Consegne
a. Rispondi per favore a queste domande sul testo sull'evoluzione collettiva del vestire:
(i) Secondo il testo, quali tappe percorre un processo collettivo?
(ii) Con quali parole viene definito il momento collettivo attuale?
(iii) In quanto spazio si propone di riassumere il processo fondamentale a cui va incontro un individuo?
b. Prosegui il testo sull'evoluzione collettiva del vestire a partire dall'ultima frase riportata.

___ Testo di riferimento

Un processo collettivo, di fatto, percorre le stesse tappe fondamentali di un processo individuale. Quindi per analogia se si conoscono quali sono le tappe caratteristiche di quest’ultimo, si può anche dedurre quali saranno quelle che percorrerà il processo collettivo. Dal momento che l’evoluzione collettiva del vestire partecipa all’evoluzione del modo di essere corpo e questa, a sua volta, segue principi prevedibili in quanto simili all’evoluzione di un singolo, cosa possiamo dedurre sulla situazione attuale e sulle tendenze dei prossimi anni?
Il momento collettivo attuale è estremamente peculiare ma per capirne con chiarezza e profondità il motivo dobbiamo fare riferimento alla fase corrispondente all’evoluzione individuale riassumendo, in poche righe, quello che è il processo fondamentale a cui va incontro un individuo.

______
___ Materiale fornito

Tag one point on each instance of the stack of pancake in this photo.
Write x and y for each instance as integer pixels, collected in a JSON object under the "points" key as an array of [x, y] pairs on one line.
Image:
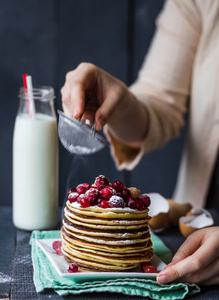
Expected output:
{"points": [[105, 239]]}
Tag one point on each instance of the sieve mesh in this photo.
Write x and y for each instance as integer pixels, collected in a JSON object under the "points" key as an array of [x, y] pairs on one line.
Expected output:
{"points": [[77, 138]]}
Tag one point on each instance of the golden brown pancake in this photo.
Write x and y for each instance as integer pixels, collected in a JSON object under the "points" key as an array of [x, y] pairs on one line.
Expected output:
{"points": [[106, 239]]}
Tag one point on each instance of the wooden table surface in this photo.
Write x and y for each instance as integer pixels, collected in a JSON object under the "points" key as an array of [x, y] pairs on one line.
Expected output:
{"points": [[16, 272]]}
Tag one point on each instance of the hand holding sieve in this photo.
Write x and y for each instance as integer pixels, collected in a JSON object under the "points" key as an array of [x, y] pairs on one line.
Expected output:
{"points": [[79, 137]]}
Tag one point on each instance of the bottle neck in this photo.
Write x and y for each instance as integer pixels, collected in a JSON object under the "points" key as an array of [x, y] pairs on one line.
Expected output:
{"points": [[41, 101]]}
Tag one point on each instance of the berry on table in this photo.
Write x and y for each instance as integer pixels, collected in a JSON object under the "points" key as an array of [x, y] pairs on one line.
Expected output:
{"points": [[92, 195], [131, 204], [104, 204]]}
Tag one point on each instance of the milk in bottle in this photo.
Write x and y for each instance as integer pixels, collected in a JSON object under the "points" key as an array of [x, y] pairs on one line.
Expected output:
{"points": [[35, 163]]}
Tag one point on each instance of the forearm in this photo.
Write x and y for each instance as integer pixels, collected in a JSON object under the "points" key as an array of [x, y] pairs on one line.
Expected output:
{"points": [[129, 124]]}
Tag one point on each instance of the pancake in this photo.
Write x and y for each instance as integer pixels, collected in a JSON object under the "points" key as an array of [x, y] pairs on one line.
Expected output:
{"points": [[114, 238]]}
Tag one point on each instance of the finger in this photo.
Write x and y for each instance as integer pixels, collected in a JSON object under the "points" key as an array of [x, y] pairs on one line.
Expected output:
{"points": [[77, 96], [204, 274], [201, 258], [90, 111], [66, 100], [191, 244]]}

______

Risposte attese
a.
(i) Le stesse tappe fondamentali di un processo individuale.
(ii) Estremamente peculiare.
(iii) In poche righe.

b.
Nell’individuo c’è quasi sempre una spaccatura tra ciò che è realmente e ciò che vorrebbe essere in conformità con le aspettative famigliari e con le influenze culturali dell’ambiente in cui è cresciuto. Alla nascita ogni individuo è perfetto, con una sua organizzazione di istinti e bisogni fisici e psicologici perfettamente bilanciata, e dal momento in cui entra nella vita questa organizzazione comincia a dover fare i conti, non solo con le sue esigenze, ma anche con la realtà circostante e le sue pressioni. Diventa necessario a questo punto crearsi un’identità, un centro di coscienza che, al fine di coordinare queste diverse esigenze, produce una rappresentazione di sè, detta Io. Normalmente tale rappresentazione è sbagliata in quanto condizionata dalle pressioni della cultura in cui si cresce. Questo porta ad un senso d’inadeguatezza, di insicurezza, di disagio che fa sì che l’individuo cominci a considerarsi più che altro una brutta copia di ciò che pensa di dover essere. Anche se questa idea di sè è sbagliata, la reazione di una persona sana (o “sanamente nevrotica”) rispetto a questo sbaglio non è quasi mai quella di correggere l’errore, quanto piuttosto di cercare di adeguare ad esso la propria perfezione iniziale, perché a prevalere è il bisogno di integrazione nella propria famiglia e nella propria cultura. In questo processo l’individuo comincia a deformarsi e a manipolare la propria psiche e il proprio corpo per renderli il più possibile adeguati alle aspettative.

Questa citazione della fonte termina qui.